• _Activities_:
A – In the article on virtual organ replicas, which company did Dassault Systèmes recently purchase?
B – Please continue the article on virtual organ replicas, picking up right after its final sentence.

Virtual Major Organ Replicas, Simulators, a Thing of the Near Future

Imagine a world where robots were a key factor in your annual exams, virtual or simulated checkups were the norm, and other advanced tech could replicate major organs to assess potential risk or disease early on. We’re closer than we think.

As more health tech startups and other tech firms integrate artificial intelligent (AI) platforms into the medical system—streamlining everything from scans to patient data, and working to detent illness and disease in its early stage— the medical industry is moving into the future, something recently addressed at the recent Fortune Global Forum in Paris.

At the panel, GE Healthcare and French tech company Dassault Systèmes described how they’re working together to bring technology to the market that can virtually replicate human brains and hearts to identify potential emergencies for health care professionals. Dassault recently purchased U.S. cloud-based Medidata, a provider of drug development and clinical research services, which the company hopes can help them expand into aviation and defense with its 3D simulation.

“Our goal is to really create a virtual twin of a human,” says Bernard Charlès, chief executive at Dassault Systèmes. The company has already started its Living Heart Project in conjunction with the FDA, uniting leading regulatory agencies, educators, cardiovascular researchers, medical device developers, and cardiologists as they work to develop digital models of human hearts.

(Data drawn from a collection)
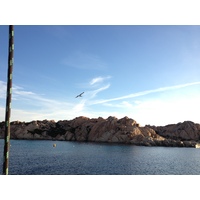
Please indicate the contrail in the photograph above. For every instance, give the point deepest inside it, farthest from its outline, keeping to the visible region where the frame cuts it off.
(147, 92)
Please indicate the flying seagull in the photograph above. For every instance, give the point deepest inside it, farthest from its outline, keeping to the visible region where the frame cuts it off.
(80, 95)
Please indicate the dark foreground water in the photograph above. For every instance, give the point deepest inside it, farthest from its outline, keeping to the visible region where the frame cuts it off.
(40, 157)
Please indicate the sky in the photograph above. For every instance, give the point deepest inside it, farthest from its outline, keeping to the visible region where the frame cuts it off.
(148, 73)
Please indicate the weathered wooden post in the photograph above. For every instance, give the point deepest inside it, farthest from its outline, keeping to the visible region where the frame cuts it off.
(8, 100)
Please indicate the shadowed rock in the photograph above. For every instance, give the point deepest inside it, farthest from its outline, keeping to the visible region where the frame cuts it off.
(112, 130)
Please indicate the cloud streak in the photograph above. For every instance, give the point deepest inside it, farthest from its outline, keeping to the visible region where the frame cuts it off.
(99, 79)
(143, 93)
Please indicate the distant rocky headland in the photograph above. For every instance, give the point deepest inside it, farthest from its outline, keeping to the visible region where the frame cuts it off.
(110, 130)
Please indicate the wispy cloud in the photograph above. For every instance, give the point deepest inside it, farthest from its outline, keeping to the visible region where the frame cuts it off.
(99, 79)
(146, 92)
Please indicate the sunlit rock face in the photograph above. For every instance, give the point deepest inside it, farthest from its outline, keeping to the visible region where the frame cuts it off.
(111, 130)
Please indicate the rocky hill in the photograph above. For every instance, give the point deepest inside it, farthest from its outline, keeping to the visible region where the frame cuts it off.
(112, 130)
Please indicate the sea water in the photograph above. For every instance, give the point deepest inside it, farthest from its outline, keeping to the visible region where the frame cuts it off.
(35, 157)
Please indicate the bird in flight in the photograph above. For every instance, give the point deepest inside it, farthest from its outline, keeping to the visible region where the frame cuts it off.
(80, 95)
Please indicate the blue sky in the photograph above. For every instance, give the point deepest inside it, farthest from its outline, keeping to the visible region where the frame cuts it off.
(148, 73)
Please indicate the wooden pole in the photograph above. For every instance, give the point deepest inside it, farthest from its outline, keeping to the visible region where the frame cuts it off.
(8, 100)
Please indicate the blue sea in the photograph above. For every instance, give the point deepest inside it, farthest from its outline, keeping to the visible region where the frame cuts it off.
(39, 157)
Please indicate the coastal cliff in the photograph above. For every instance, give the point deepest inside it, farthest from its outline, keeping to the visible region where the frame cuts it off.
(111, 130)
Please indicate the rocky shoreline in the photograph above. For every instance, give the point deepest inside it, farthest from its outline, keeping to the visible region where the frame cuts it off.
(111, 130)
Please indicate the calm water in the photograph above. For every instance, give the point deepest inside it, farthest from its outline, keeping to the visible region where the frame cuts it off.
(39, 157)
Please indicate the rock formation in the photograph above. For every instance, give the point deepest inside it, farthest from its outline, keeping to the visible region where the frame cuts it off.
(112, 130)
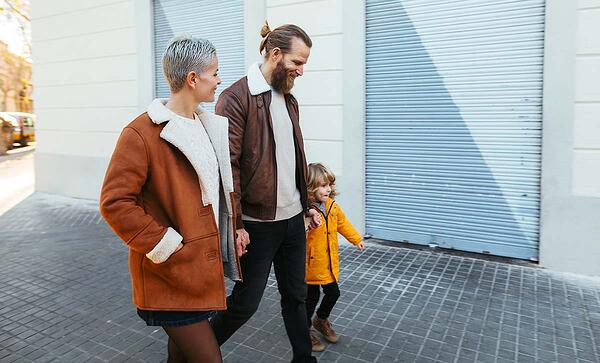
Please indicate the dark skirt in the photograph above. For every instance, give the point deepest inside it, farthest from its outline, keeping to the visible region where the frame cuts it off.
(171, 319)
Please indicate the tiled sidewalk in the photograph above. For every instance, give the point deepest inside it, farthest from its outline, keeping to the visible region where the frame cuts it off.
(65, 297)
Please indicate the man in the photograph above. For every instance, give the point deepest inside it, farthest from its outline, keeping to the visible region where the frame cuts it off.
(269, 173)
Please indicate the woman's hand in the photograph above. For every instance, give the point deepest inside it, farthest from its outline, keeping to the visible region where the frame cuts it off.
(179, 246)
(242, 239)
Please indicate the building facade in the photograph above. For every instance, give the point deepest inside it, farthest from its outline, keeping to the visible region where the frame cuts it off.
(470, 125)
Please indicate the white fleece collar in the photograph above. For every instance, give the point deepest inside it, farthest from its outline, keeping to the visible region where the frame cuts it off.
(182, 134)
(257, 83)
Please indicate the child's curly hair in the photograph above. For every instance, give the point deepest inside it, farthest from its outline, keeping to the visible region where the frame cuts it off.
(319, 175)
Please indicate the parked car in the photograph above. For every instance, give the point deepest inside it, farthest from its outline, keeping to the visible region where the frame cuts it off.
(24, 126)
(7, 131)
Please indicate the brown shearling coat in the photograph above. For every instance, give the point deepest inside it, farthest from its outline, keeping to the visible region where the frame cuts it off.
(151, 184)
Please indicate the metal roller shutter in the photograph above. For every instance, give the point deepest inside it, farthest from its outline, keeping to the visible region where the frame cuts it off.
(453, 123)
(221, 22)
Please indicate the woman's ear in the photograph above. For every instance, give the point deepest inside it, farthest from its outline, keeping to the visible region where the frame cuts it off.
(191, 79)
(276, 54)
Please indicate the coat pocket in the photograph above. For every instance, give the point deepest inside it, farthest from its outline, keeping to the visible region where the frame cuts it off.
(192, 271)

• _Solved tasks_:
A – Medidata, a U.S. cloud-based provider of drug development and clinical research services.

B –
These types of tech could also help reduce the need for animal experimentation, in addition to improving the validity of data, studies. Other projects including the Brain Simulation Project, which works with researchers worldwide to compare experimental results with model predictions and conduct non-experimental investigations studying disease of the brain digitally. However the brain is more complex with 86 million cells, or neurons, and 7,000 connections. Currently, there’s not digital capability to accurately model the entire human brain.

Ultimately, advanced simulation tech could help identify potential health risks or complications in the heart and brain and other organs and make managing scans and data more seamless for cardiologists and other healthcare workers and bring more dire conditions to their attention sooner.

“A radiologist or physician under stress may have 200 scans to read, and an X-ray that includes a pneumothorax could be four hours down the workflow,” says Kieran Murphy, CEO, GE Healthcare. “It might go from hours down to 15 minutes [with this technology].”